→ REQUIREMENTS: Retype the rows below verbatim, starting at the line that contains "Where can the light" and continuing through the final row, with both ends included.

→ DATA SUPPLIED:
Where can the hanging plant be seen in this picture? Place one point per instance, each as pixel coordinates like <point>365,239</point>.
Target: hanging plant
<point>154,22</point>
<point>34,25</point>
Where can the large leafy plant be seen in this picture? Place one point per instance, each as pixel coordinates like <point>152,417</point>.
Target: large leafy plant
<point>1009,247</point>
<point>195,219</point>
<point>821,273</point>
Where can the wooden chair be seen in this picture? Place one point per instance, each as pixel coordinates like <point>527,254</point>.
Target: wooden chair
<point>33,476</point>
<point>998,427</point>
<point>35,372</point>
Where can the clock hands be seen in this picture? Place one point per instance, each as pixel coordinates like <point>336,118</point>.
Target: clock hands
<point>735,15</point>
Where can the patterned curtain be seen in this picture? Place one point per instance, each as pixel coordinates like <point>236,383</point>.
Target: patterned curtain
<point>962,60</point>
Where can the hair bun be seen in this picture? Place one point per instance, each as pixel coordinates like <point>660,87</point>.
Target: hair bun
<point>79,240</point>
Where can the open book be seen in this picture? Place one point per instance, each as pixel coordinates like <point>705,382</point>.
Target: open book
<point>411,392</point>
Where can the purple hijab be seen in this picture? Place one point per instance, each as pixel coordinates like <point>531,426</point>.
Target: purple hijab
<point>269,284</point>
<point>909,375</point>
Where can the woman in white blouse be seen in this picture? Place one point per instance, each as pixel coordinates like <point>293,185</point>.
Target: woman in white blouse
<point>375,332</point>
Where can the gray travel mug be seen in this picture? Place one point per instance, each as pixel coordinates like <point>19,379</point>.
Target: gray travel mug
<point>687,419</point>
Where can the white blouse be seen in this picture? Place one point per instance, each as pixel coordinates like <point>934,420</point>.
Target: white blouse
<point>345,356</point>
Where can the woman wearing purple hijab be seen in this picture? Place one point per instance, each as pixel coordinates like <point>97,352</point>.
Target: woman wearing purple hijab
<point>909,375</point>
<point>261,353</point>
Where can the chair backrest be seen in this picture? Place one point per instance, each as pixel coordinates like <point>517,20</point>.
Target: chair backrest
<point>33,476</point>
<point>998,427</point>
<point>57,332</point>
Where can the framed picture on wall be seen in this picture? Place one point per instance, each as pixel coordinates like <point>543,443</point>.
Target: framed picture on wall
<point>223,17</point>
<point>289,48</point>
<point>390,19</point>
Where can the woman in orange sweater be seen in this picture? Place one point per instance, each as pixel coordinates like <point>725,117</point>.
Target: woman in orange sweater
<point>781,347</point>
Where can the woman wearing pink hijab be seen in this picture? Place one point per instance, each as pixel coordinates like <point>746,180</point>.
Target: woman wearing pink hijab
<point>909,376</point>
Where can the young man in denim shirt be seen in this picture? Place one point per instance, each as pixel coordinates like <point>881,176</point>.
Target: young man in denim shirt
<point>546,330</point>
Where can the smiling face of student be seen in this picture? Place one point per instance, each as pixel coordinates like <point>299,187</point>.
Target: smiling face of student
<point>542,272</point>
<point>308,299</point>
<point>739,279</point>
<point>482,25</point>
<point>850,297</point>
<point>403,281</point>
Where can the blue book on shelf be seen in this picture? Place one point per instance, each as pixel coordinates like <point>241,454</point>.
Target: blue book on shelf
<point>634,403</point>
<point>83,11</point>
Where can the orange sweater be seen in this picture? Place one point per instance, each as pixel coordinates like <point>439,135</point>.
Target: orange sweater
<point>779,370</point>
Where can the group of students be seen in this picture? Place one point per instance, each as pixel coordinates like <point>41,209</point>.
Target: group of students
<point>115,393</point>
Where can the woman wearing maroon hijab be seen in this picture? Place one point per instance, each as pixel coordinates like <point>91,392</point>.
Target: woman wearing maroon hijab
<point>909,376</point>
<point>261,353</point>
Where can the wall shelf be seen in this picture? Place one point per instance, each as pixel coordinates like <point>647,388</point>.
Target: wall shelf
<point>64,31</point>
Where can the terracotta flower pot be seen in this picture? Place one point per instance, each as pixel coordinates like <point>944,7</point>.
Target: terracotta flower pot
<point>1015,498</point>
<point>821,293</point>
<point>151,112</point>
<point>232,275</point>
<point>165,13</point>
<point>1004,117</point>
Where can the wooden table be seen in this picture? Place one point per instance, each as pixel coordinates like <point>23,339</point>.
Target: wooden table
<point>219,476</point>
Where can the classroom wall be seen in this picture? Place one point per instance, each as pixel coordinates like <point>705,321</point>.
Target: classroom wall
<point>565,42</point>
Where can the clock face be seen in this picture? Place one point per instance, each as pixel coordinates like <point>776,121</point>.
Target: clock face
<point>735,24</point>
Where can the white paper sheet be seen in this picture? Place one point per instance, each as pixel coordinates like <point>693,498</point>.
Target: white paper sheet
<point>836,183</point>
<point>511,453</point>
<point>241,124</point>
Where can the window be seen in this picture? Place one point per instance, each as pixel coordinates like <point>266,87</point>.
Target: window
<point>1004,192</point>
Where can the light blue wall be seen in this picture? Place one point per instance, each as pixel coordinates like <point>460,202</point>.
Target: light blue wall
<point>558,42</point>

→ FINAL RESULT:
Where can the light blue wall be seen in this picture? Place one point per instance, each as pixel coordinates like <point>460,202</point>.
Target: light blue wall
<point>558,42</point>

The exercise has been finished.